PAGE TEXT ->

By LYNN GALLICE
Mille Lacs SWCD
Drop your water sample off at the SWCD booth at the Milaca Expo on March 9th from 8:30 a.m. to 12:30 p.m. The Expo will take place at the Milaca High School. Samples will be run during the Clinic. You can be there to watch the sample analysis and receive the results immediately or we will mail the results to you following the event. (Everything is confidential.)
What is Nitrate?
Nitrate (NO3-N) is a naturally occurring chemical made of nitrogen and oxygen. Nitrate is found in air, soil, water, and plants. Much of the nitrate in our environment comes from decomposition of plants and animal wastes. Most lawns and agricultural crops such as corn are commonly fertilized with nitrogen fertilizers.
Why Should I Test My Water for Nitrate?
Nitrate is tasteless, odorless, and colorless. The only way to determine if there is nitrate in your water is to have your water tested specifically for nitrate. Monitoring studies across the state, particularly on the outwash sands, indicate that 5 to 25 percent of our drinking wells contain nitrate- nitrogen levels above the health advisory limit.
Elevated levels of nitrate in drinking water can cause Blue Baby Syndrome in infants. If the NO3-N concentration of your water exceeds the health limit of 10 Parts Per Million (PPM), do not feed to infants under six months. Boiling your water will not remove nitrate (boiling the water actually concentrates the nitrates).
What Happens if I Find Nitrate in My Water? If you find that the NO3-N level in your water is less than 10 ppm; the nitrate level is acceptable and you should continue to monitor nitrate levels periodically.

(Photo-based referring expression data)

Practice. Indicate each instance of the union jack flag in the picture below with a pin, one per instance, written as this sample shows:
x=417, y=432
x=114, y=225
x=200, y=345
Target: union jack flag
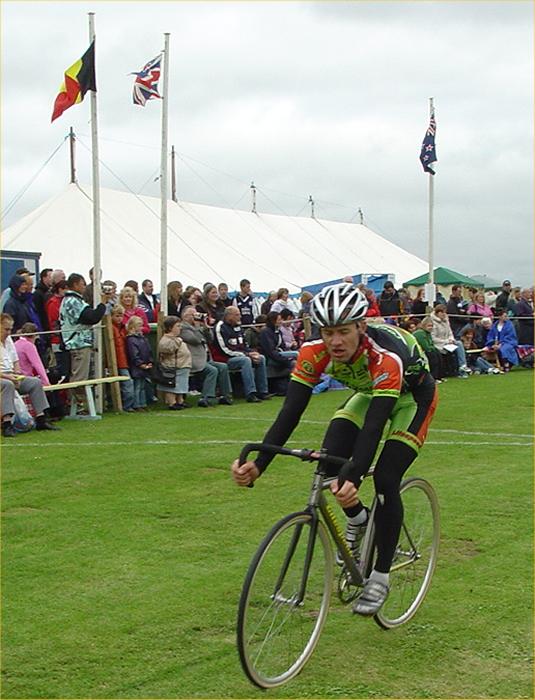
x=146, y=82
x=428, y=154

SET OF TASKS ->
- A) Answer these from the nitrate testing notice:
(i) Where will the Milaca Expo take place?
(ii) What NO3-N concentration does the notice give as the health limit?
(iii) According to the notice, what does boiling water actually do to nitrates?
- B) Output the part of the nitrate testing notice that opens with the words containing "By LYNN GALLICE" and closes with "What is Nitrate?".

RESULTS FOR THE EXERCISE ->
- A)
(i) At the Milaca High School.
(ii) 10 Parts Per Million (PPM).
(iii) It concentrates them.

- B)
By LYNN GALLICE
Mille Lacs SWCD
Drop your water sample off at the SWCD booth at the Milaca Expo on March 9th from 8:30 a.m. to 12:30 p.m. The Expo will take place at the Milaca High School. Samples will be run during the Clinic. You can be there to watch the sample analysis and receive the results immediately or we will mail the results to you following the event. (Everything is confidential.)
What is Nitrate?